[Referring expression data]
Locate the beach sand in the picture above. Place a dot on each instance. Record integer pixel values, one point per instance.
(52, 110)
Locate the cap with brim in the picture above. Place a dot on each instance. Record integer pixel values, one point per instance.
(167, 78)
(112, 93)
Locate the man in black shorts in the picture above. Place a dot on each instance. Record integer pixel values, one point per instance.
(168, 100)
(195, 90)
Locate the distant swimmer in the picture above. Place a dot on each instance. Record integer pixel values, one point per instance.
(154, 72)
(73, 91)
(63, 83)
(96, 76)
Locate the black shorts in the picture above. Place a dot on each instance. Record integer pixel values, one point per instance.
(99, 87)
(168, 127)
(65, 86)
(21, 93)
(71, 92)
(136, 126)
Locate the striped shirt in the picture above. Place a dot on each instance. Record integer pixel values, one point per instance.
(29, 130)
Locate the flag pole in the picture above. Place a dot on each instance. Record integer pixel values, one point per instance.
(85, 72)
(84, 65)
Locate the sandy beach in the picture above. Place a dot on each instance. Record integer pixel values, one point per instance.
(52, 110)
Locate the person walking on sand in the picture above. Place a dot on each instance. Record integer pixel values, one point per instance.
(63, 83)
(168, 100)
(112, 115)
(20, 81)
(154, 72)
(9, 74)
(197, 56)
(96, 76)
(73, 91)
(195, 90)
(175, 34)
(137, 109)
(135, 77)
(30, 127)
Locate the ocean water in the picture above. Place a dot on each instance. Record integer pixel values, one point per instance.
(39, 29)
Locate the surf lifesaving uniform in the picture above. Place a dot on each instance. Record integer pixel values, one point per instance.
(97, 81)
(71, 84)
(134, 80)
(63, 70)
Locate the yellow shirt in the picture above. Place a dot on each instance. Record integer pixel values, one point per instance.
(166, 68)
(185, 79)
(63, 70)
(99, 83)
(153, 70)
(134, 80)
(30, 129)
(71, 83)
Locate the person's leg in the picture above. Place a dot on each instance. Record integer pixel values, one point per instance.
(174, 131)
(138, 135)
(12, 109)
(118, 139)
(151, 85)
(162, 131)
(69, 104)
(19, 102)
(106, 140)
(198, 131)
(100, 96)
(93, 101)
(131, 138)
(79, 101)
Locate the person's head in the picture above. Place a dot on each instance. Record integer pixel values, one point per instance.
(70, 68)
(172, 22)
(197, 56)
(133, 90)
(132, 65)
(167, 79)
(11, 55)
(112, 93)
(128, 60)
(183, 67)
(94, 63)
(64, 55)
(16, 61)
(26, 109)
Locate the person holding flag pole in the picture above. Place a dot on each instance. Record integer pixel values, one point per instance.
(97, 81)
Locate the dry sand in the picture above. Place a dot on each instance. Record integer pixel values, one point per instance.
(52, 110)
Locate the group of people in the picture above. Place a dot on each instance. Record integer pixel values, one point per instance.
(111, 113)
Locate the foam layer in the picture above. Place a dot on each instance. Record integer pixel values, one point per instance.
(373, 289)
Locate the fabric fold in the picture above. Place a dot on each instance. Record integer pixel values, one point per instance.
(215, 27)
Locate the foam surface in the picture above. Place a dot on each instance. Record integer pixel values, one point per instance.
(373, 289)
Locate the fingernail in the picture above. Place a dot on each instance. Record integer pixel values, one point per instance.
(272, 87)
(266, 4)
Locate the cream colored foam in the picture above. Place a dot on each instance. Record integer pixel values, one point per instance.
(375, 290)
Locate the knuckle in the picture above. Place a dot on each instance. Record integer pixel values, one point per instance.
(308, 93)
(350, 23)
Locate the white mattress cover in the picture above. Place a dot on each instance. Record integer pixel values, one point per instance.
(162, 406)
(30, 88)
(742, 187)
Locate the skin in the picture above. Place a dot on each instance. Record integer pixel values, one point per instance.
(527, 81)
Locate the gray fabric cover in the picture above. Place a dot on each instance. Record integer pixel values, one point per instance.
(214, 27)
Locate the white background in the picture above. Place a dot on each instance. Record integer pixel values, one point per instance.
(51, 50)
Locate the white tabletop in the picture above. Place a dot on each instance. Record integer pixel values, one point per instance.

**Task directions**
Type out the entries again, word for word.

**Task response**
Locate the beach sand in the picture above. Place a dot on each instance. Record integer pixel values, one point per instance.
(52, 110)
Locate the cap with brim in the picture above. Place a dot on each instance. Record integer pixel values, one point per instance.
(167, 78)
(112, 93)
Locate the man in black shorts in the picture above. Place a dot on each instance. Record integer pixel values, one point per instance.
(168, 100)
(195, 90)
Locate the distant swimmer in the picture above. Place a dot on each instance. Record integer pixel values, one point per instance.
(154, 72)
(73, 91)
(63, 83)
(96, 76)
Locate the black shorts in the picture above. Place a dot on each instance. Record integer pixel values, one point per instance.
(99, 87)
(168, 127)
(65, 86)
(21, 93)
(71, 92)
(136, 126)
Locate the striped shirt in the picture above. Place a dot on each instance. Record integer pixel values, one point per instance.
(29, 130)
Locate the flag pole in the picture above. Place a dot on each instance. Record integer pixel values, one point per instance.
(85, 72)
(84, 65)
Locate the sandy beach in the picture above. Place a dot on each instance. Record integer pixel values, one point per instance.
(52, 110)
Locate the person walking on sand in the picture above. Place a dot on each instance. Record integer pixel values, one point per instance.
(63, 83)
(168, 100)
(112, 115)
(20, 81)
(154, 72)
(9, 74)
(197, 56)
(96, 76)
(73, 91)
(195, 90)
(175, 34)
(137, 109)
(135, 77)
(30, 127)
Locate the ocean water in the picture above. Place a dot on each instance. Record integer pixel values, one point per instance.
(39, 29)
Locate the surf lifesaving uniform in the picture above. Place a dot on each instance. Record integer pixel values, one point per instance.
(97, 81)
(71, 84)
(134, 80)
(63, 70)
Locate the yellow shirt in the picture above. Place a dot on each instance. Record integer pixel values, one point per instance.
(166, 68)
(185, 79)
(63, 70)
(99, 83)
(153, 70)
(134, 80)
(30, 129)
(71, 83)
Locate the person's leg in the picture above. Place a dot on each instance. Record integer pixel values, one point per instance.
(174, 131)
(138, 135)
(12, 109)
(118, 139)
(151, 85)
(162, 131)
(69, 104)
(19, 102)
(106, 140)
(198, 131)
(100, 96)
(93, 101)
(131, 138)
(79, 101)
Locate the person's head in the picture above. Place a dot on each instance. Record integer pixel values, one point per instance.
(70, 68)
(172, 22)
(197, 56)
(133, 90)
(132, 65)
(167, 79)
(11, 55)
(112, 93)
(128, 60)
(183, 67)
(94, 63)
(64, 55)
(16, 61)
(26, 109)
Locate the person holding flag pole in the picture above. Place a dot on each instance. Record integer pixel values, one point per instance.
(97, 81)
Locate the dry sand in the picture above. Place a dot on each instance. Record integer pixel values, one point per instance.
(52, 110)
Locate the group of people in the picture above. Place a dot on each instance. Record integer pixel values, one point per instance.
(111, 113)
Locate the foam layer in the picture above. Place a dot on each instance. Record integer pixel values, one point per instance.
(373, 289)
Locate the fabric fold in the picture above. Place a dot on each instance. Record integer pixel values, one point per instance.
(215, 27)
Locate the foam surface in the picture above. Place a dot on each instance. Record integer pixel values, one point per instance.
(373, 289)
Locate the fingernail in the picture above. Place a dot on each instance. Record integer pixel values, one point per instance.
(272, 87)
(266, 4)
Locate the cream colored foam in the picture above. Place a dot on each instance. Record integer pixel values, one point per instance.
(375, 290)
Locate the knuckle in the picture above. Place a dot on each instance. Record integer pixel values, one point per instance.
(308, 93)
(350, 23)
Locate the white mattress cover in the picture above. Place a dot on each instance. Record integer pixel values, one point per instance.
(162, 406)
(30, 88)
(742, 187)
Locate the skin in the picture above. Place a dot on each instance. Record integer pixel values, one point per instance.
(527, 81)
Locate the gray fabric cover in the picture above. Place a dot on each instance. Record integer pixel values, one point per instance.
(214, 27)
Locate the white background in the picture above. Place a dot on each instance. Record integer pixel values, one point per instance.
(51, 50)
Locate the white tabletop in the picture above. Place a dot on each instance. Record integer pixel values, one point per instance.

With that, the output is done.